[Image box annotation items]

+++

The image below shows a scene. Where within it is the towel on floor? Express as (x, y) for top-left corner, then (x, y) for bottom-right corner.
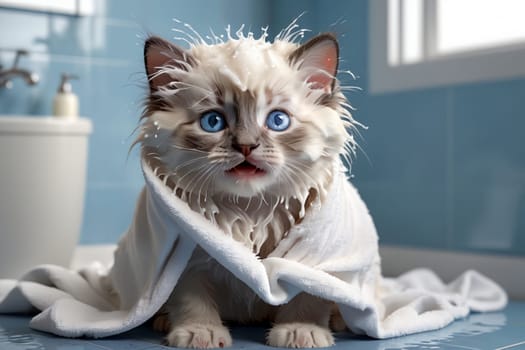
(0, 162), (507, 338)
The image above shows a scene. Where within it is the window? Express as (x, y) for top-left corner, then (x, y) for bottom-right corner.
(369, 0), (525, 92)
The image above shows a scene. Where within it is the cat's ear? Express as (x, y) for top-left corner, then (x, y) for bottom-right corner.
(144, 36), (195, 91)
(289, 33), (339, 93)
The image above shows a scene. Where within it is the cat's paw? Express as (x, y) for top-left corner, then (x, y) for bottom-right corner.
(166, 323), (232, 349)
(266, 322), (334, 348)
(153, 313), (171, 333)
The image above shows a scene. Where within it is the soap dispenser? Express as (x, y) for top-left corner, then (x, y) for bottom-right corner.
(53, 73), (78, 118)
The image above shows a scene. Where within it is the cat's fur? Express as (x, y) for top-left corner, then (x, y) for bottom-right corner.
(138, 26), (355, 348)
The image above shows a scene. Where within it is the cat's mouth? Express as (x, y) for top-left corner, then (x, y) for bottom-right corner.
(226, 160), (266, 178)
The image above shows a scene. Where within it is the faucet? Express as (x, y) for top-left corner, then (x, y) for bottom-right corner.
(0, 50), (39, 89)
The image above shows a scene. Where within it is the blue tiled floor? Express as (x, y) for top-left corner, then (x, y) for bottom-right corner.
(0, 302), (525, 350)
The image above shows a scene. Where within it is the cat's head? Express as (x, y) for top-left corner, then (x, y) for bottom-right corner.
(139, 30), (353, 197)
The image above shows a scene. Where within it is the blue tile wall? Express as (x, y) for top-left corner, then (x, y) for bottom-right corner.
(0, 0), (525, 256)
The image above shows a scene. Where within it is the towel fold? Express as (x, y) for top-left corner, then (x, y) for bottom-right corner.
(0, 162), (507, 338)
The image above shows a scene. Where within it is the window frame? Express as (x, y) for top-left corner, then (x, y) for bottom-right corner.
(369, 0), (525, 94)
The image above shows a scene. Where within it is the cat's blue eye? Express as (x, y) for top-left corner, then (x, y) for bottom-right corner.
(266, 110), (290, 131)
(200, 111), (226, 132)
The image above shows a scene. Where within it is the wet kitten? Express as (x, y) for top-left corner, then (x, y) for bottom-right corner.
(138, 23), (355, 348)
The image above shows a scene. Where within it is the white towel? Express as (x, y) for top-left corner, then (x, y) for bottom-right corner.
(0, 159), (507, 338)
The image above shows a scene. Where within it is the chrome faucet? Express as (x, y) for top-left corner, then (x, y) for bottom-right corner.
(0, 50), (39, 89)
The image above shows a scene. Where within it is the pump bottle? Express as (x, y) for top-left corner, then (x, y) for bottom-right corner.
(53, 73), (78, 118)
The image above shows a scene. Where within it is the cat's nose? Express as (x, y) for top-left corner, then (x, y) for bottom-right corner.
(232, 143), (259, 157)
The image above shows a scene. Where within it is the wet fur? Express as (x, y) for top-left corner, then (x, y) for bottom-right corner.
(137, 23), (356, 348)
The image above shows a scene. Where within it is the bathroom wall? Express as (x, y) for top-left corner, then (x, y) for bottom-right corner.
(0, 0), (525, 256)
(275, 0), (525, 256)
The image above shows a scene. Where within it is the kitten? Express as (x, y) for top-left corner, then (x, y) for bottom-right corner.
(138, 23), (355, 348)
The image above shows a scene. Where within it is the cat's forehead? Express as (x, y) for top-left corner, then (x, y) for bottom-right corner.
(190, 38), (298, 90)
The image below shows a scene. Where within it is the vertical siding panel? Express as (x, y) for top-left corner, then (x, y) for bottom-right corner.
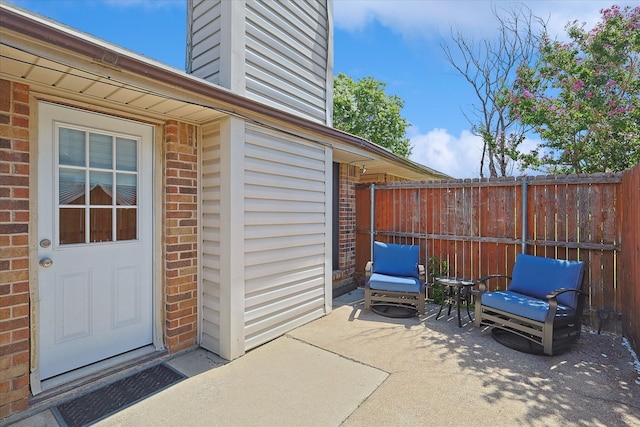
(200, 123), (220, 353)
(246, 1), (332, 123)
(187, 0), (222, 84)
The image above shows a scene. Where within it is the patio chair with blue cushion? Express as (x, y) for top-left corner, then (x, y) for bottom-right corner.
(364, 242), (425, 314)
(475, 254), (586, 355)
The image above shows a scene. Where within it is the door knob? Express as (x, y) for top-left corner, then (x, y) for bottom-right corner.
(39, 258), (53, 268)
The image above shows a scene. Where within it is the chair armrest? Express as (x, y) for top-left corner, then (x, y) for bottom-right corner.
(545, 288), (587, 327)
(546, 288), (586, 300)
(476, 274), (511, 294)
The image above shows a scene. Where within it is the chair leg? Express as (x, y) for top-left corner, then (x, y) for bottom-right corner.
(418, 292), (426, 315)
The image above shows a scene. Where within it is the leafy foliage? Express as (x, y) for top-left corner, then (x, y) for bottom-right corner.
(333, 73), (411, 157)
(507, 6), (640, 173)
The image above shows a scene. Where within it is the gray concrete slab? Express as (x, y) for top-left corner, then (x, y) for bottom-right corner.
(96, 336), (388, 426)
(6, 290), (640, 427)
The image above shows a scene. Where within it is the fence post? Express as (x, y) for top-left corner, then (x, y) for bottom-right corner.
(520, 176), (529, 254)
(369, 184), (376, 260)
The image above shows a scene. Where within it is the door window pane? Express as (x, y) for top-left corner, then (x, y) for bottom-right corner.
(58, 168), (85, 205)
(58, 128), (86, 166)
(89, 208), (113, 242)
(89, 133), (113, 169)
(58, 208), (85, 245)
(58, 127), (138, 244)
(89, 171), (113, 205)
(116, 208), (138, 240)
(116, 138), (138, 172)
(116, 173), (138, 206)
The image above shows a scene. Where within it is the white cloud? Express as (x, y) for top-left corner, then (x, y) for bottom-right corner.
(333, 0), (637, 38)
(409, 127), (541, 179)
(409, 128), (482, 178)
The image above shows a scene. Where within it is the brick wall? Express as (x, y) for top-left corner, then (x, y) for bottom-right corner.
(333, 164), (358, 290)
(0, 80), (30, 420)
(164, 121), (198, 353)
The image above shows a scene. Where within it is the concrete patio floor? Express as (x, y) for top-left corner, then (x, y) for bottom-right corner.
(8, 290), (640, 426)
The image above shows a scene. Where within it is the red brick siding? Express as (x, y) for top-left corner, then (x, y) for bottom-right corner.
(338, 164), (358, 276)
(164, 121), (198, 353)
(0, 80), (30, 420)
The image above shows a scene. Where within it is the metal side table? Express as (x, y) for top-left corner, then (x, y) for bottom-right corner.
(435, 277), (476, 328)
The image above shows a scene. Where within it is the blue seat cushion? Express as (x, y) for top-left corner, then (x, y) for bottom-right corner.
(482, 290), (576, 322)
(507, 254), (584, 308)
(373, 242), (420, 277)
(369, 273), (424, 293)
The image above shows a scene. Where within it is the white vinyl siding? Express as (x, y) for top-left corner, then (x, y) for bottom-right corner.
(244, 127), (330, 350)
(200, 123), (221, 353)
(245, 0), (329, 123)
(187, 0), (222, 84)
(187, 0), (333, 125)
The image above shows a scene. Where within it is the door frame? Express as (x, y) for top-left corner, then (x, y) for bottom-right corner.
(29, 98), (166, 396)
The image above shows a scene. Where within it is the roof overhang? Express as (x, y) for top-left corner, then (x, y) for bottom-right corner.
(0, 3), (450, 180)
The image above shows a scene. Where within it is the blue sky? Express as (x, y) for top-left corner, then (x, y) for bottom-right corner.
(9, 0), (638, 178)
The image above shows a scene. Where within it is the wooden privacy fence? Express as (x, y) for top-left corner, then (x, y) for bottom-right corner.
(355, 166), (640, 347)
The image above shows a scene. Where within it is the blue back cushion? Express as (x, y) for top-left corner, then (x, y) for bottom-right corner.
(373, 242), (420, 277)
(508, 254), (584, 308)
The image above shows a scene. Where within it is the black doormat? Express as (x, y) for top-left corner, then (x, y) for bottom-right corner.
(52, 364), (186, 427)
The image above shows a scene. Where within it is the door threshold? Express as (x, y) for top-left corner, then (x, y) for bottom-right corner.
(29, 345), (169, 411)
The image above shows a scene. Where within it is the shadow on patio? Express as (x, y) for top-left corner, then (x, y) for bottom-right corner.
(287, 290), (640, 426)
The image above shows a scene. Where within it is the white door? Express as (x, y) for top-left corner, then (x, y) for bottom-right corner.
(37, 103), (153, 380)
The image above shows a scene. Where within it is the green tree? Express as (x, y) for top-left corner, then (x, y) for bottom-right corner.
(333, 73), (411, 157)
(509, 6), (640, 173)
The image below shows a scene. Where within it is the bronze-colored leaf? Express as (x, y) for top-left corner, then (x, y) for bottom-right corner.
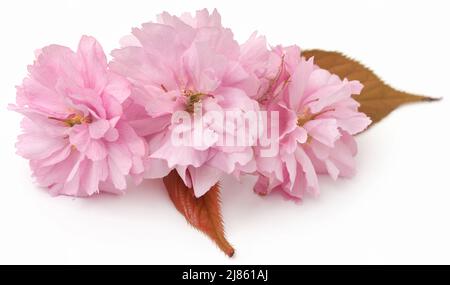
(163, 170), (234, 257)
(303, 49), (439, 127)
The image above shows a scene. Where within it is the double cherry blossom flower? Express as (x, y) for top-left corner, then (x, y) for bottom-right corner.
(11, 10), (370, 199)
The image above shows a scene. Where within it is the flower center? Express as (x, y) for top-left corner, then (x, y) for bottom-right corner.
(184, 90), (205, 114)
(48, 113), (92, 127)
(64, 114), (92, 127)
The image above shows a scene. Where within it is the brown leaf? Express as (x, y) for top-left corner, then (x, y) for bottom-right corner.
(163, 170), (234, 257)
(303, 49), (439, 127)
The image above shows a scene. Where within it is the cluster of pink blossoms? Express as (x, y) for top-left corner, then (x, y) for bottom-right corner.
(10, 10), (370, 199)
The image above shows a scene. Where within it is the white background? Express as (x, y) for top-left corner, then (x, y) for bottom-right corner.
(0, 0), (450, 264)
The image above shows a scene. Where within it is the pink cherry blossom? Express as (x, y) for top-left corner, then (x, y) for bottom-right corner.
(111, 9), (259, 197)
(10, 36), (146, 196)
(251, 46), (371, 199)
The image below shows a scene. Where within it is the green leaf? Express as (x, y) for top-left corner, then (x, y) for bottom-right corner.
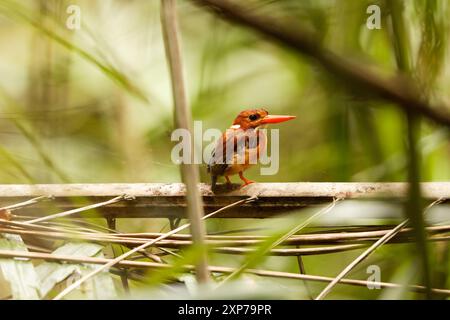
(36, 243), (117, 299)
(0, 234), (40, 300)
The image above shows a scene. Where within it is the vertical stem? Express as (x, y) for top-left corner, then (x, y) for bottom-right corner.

+++

Write out everything from the line containing "is the cluster" down to the end of the items, both ends included, exactly as it appears. Leave the pictures out of your copy.

The image above shows a scene. Where within it is the cluster of pink blossoms? Express as (x, y) for top-left corner, then (x, y) for bottom-right corner.
(10, 10), (370, 199)
The image above shows a scene. Where within it is the white background? Express as (x, y) for top-left corner, then (x, y) for bottom-right corner.
(0, 0), (450, 264)
The image above shows a scene. Where within it is the pink cherry blossom? Express as (x, y) for top-left corner, then (x, y) for bottom-right corner.
(111, 9), (259, 197)
(10, 36), (146, 196)
(251, 46), (371, 199)
The image below shows a scene. Where within it is the green leaf? Express as (x, y) for top-left corner, then (x, y) for bottom-right corner.
(36, 243), (117, 299)
(0, 234), (40, 300)
The image above shows a scene. Where within it is the vertical stem? Express as (x, y) for top-left corner, then (x, y) for bottom-right corner.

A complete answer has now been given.